>>>

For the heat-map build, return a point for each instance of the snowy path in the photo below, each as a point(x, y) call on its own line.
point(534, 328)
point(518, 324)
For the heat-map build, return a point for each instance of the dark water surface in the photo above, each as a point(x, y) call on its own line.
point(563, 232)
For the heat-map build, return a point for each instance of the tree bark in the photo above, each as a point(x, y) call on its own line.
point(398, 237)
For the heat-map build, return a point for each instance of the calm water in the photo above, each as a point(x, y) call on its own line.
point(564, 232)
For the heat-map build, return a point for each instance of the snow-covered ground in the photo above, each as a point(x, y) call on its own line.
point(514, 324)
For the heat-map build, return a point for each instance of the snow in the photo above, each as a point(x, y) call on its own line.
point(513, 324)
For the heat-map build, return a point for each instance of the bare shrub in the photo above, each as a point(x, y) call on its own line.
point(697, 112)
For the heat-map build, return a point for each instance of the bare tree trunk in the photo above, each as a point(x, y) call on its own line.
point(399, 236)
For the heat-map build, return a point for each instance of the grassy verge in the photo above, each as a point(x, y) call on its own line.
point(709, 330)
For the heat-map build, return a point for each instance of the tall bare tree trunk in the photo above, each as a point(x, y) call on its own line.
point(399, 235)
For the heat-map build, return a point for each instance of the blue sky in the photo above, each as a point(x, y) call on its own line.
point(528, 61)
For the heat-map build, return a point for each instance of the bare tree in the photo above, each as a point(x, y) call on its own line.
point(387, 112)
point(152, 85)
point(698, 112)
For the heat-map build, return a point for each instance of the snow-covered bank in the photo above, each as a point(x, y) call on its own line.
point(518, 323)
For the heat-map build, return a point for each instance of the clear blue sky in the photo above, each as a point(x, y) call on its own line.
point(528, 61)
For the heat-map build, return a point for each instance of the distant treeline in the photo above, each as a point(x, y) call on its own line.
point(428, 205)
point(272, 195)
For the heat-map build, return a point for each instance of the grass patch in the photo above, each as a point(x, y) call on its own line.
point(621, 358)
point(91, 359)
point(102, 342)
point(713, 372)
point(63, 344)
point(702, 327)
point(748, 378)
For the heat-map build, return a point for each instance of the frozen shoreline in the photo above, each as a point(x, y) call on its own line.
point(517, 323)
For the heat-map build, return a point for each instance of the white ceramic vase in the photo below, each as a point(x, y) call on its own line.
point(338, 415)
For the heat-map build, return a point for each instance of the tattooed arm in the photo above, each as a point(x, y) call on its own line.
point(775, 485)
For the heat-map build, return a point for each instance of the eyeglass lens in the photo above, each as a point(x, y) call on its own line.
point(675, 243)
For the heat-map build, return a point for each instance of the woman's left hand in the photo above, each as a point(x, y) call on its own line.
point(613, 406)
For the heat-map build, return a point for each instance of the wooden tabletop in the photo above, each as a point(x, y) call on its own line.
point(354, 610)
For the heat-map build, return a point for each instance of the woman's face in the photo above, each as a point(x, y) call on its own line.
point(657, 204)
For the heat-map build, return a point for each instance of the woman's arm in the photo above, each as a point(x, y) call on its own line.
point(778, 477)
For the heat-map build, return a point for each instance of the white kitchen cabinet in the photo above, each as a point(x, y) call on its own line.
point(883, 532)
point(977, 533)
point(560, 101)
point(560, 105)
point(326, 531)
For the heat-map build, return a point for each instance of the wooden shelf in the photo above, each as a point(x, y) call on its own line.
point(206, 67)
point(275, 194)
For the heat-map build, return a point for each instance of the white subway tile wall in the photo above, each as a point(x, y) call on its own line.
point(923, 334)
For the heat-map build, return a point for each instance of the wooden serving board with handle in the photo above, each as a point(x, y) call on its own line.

<<<

Job: Rewrite only the lines from the one containing "the snow in" through the one containing "point(697, 112)", inclusive, with "bare shrub" changed to "leafless shrub" and nothing else altered.

Full solution:
For the heat-map build, return a point for each instance of the snow in the photo above, each as a point(x, y) call on its own line.
point(513, 324)
For the heat-map build, return a point for each instance of the leafless shrub in the photo above, each as a point(x, y) call on its own line.
point(697, 112)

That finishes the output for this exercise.